_Exercise_.
Every entry must be output exactly as it was written.

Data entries
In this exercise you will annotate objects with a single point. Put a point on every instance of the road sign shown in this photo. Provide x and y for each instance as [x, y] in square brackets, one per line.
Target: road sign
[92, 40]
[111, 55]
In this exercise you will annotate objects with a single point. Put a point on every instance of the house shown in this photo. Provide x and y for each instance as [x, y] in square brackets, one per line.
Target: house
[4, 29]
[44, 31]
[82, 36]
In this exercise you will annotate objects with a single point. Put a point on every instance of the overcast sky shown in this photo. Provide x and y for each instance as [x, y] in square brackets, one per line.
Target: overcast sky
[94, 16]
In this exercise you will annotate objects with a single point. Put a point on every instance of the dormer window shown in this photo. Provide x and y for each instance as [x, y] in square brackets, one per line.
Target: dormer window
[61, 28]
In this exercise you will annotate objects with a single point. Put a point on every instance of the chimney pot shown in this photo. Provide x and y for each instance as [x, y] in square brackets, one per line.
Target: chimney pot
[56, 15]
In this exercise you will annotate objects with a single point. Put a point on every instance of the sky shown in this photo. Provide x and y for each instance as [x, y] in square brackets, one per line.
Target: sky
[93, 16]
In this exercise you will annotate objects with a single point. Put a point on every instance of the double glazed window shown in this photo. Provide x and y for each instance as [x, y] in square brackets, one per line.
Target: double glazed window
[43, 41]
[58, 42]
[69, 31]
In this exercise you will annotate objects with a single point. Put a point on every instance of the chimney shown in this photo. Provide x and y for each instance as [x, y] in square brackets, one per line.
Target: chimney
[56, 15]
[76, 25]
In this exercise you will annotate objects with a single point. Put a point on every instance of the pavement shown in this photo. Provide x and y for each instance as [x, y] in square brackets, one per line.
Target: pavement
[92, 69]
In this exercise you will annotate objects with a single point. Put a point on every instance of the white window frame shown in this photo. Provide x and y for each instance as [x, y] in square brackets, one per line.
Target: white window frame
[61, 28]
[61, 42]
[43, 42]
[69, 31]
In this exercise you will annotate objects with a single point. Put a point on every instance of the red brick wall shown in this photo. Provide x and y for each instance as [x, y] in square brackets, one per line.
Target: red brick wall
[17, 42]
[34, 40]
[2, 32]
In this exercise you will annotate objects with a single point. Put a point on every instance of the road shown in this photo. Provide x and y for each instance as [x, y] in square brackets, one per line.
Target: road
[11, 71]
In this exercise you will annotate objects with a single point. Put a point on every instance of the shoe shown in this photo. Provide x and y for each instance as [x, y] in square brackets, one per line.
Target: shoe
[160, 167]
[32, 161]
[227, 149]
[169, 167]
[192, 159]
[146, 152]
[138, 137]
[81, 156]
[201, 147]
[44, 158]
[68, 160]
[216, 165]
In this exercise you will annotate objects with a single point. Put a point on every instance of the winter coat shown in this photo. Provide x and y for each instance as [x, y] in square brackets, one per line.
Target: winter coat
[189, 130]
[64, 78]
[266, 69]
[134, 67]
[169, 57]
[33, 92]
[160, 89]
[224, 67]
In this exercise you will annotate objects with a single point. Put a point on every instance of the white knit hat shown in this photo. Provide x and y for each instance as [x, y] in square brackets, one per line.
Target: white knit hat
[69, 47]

_Solved problem_.
In this exercise you will annotate objects with a single point. Put a point on every instance of the road sign shown in this photo. Provide x and y for each instance as [x, y] in square brackets, one per line.
Target: road sign
[92, 40]
[111, 55]
In this exercise you will annotate objects with a single point. Put a point on every instance of the house shown in this photo. Provide x and y for each instance as [x, y] in square brackets, one per line.
Target: house
[4, 29]
[44, 31]
[82, 36]
In this exercise you will annotate objects with a single point. Put a point on every instance of the overcast sky shown in this photo. Provide x and y for each instance as [x, y] in square brackets, one per line.
Target: overcast sky
[94, 16]
In this exercise you will annotate objects with a single point. Put a point on every instance of the dormer window shown in this photo. Provide x and y for each instance as [x, y] in square brackets, one per line.
Target: dormer window
[61, 28]
In this exercise you will annotate objects with a single point. Put a point on every instance of the chimney pot shown in this photo. Provide x and y for each instance as [x, y] in square brackets, one per line.
Target: chimney pot
[56, 15]
In this exercise you will annotate objects with a single point. Put a point on every instance of the sky shown in this photo. Provide x and y for each instance as [x, y] in square brackets, one per line.
Target: sky
[93, 16]
In this exercise you will annotate objects with a single point. Put a point on every instance of the double glazed window shown in this photo. Provide x and y for each instance as [x, y] in square brackets, one per line.
Target: double glazed window
[43, 41]
[58, 42]
[69, 31]
In this exercise you will annotate objects with a single point. Put a point on every instance of the chimney shown in this photo. Provide x and y for each instance as [x, y] in square brackets, one per line.
Target: chimney
[56, 15]
[76, 25]
In this exercise you will annotate objects with a single point. Put a point on every instance of the pavement shown in this photo. Provide x and y for each instance as [x, y] in square brackets, one per line.
Target: pavement
[92, 69]
In this exercise you will annotate objects with a single point. Put a point on every instance of the white window frame shown in this photo. Provide x and y for each instance as [x, y] in square brackets, one per line.
Target: white window frame
[61, 28]
[61, 42]
[43, 42]
[69, 31]
In this exercise you will annotate objects with a single point. Put a point on every instance of the red brick wall shown in this photo. Provide x and y for each instance as [x, y] in square brackets, one per line.
Target: red brick wall
[17, 42]
[34, 40]
[2, 32]
In this exercise you will annotate objects with a single point. Put a point on every instance of the road shown in this photo. Provide x and y for each instance as [x, y] in square brackets, one per line.
Target: road
[11, 71]
In this exercise you will annotate objects with a single point. Put a point on every instance of the shoe shown in this photo. Provide x and y for each instance as [x, y] in square brackets, one per line.
Target: shoe
[160, 167]
[32, 161]
[227, 149]
[169, 167]
[192, 159]
[146, 152]
[138, 137]
[81, 156]
[201, 147]
[44, 158]
[68, 160]
[216, 165]
In this exercise you will annotate objects with a single point. Put a point on every instance of the winter coat shown in this photo. Provide x and y for each instance as [x, y] in square brackets, one per line.
Target: winter coat
[189, 130]
[64, 78]
[266, 69]
[134, 67]
[169, 57]
[33, 92]
[160, 89]
[224, 67]
In this exercise you will annotate objects with a single point. Put a point on every instance of the white knit hat shown in this photo. Provide x and y for each instance as [x, y] in square brackets, one per line.
Target: white knit hat
[69, 47]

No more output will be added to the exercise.